*Request:*
Rewrite the abstract starting at "Russ. Math. Surv." and ending at "inequality $$\mu(\zeta_q(2))\leq 4.07869374\dots$$.", putting "value" in place of "quantity".

*Selected excerpt:*
Begin

## On the irrationality of $$\zeta_q(2)$$.(English. Russian original)Zbl 1109.11316

Russ. Math. Surv. 56, No. 6, 1183-1185 (2001); translation from Usp. Mat. Nauk 56, No. 6, 147-148 (2001).
From the text: For complex $$q$$, $$|q| < 1$$, we define the quantity $\zeta_q(2):=\sum^\infty_{n=1}\;\frac{q^n}{(1-q^n)^2}=\sum^\infty_{n=1}\sigma(n)q^n;\quad \lim_{{q\to 1}\atop{|q|<1}}(1-q)^2\zeta_q(2) = \frac{\pi^2}{6}\,,$ where $$\sigma(n)$$ is the sum of divisors of the positive integer $$n$$. The following is proved: Theorem 1. When $$q = 1/p$$, $$p\in \mathbb Z\setminus\{0,\pm1\}$$, the number $$\zeta_q(2)$$ is irrational and its index of irrationality satisfies the inequality $$\mu(\zeta_q(2))\leq 4.07869374\dots$$.

End

Records from a point labeling set:
Begin

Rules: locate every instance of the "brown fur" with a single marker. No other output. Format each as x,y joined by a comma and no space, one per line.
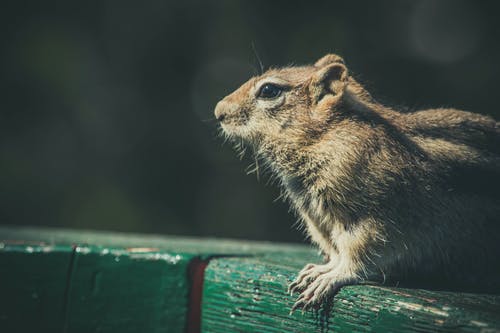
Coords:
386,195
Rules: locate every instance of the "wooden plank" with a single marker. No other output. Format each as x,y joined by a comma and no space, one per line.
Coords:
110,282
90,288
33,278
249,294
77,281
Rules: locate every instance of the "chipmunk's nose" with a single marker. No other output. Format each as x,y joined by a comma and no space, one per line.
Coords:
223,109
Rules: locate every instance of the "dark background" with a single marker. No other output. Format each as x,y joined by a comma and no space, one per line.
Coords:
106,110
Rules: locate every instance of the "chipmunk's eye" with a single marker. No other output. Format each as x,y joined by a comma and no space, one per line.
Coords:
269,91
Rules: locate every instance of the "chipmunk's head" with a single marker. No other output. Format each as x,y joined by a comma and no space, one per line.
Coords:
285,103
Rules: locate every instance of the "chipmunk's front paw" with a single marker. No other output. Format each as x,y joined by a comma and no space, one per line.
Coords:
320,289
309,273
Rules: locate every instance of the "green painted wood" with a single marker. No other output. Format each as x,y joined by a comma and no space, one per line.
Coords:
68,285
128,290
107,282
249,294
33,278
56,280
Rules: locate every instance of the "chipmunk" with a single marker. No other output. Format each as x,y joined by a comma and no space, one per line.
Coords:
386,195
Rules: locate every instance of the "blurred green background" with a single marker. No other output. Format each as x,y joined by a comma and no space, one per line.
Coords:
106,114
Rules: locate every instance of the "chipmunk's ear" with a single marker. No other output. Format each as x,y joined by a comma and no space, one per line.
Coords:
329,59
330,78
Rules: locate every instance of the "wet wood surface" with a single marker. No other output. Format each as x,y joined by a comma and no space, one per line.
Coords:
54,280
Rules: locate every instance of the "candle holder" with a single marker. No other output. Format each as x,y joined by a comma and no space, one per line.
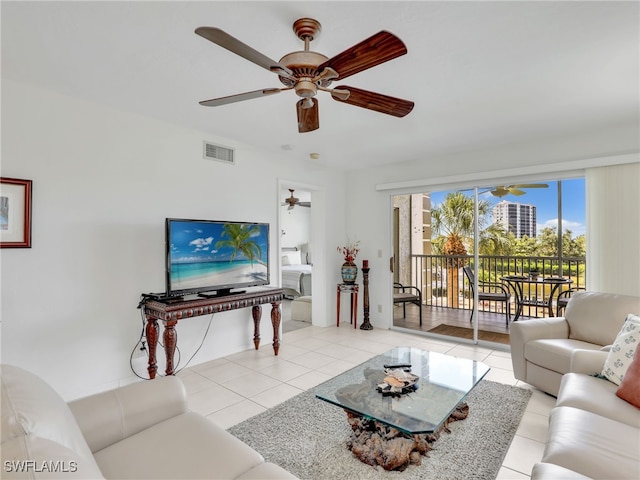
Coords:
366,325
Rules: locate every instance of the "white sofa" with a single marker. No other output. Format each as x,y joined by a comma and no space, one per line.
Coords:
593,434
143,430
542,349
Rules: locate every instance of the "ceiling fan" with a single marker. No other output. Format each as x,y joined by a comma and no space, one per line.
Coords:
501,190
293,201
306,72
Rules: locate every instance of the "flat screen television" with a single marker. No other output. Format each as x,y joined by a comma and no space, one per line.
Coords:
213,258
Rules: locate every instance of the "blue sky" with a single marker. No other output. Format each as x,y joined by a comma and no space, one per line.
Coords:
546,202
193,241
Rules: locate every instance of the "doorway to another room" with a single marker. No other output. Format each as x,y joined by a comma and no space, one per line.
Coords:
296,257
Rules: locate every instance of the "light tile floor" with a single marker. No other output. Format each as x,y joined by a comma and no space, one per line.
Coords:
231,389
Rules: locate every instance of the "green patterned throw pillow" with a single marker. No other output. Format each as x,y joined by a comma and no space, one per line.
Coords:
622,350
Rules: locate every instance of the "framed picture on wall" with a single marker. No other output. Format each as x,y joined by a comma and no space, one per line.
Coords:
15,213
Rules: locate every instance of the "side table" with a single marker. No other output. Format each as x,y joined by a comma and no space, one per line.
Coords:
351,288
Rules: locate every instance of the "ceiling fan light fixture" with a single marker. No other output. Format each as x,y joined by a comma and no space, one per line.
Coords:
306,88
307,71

End

*Output of the exercise:*
Russ. Math. Surv. 56, No. 6, 1183-1185 (2001); translation from Usp. Mat. Nauk 56, No. 6, 147-148 (2001).
From the text: For complex $$q$$, $$|q| < 1$$, we define the value $\zeta_q(2):=\sum^\infty_{n=1}\;\frac{q^n}{(1-q^n)^2}=\sum^\infty_{n=1}\sigma(n)q^n;\quad \lim_{{q\to 1}\atop{|q|<1}}(1-q)^2\zeta_q(2) = \frac{\pi^2}{6}\,,$ where $$\sigma(n)$$ is the sum of divisors of the positive integer $$n$$. The following is proved: Theorem 1. When $$q = 1/p$$, $$p\in \mathbb Z\setminus\{0,\pm1\}$$, the number $$\zeta_q(2)$$ is irrational and its index of irrationality satisfies the inequality $$\mu(\zeta_q(2))\leq 4.07869374\dots$$.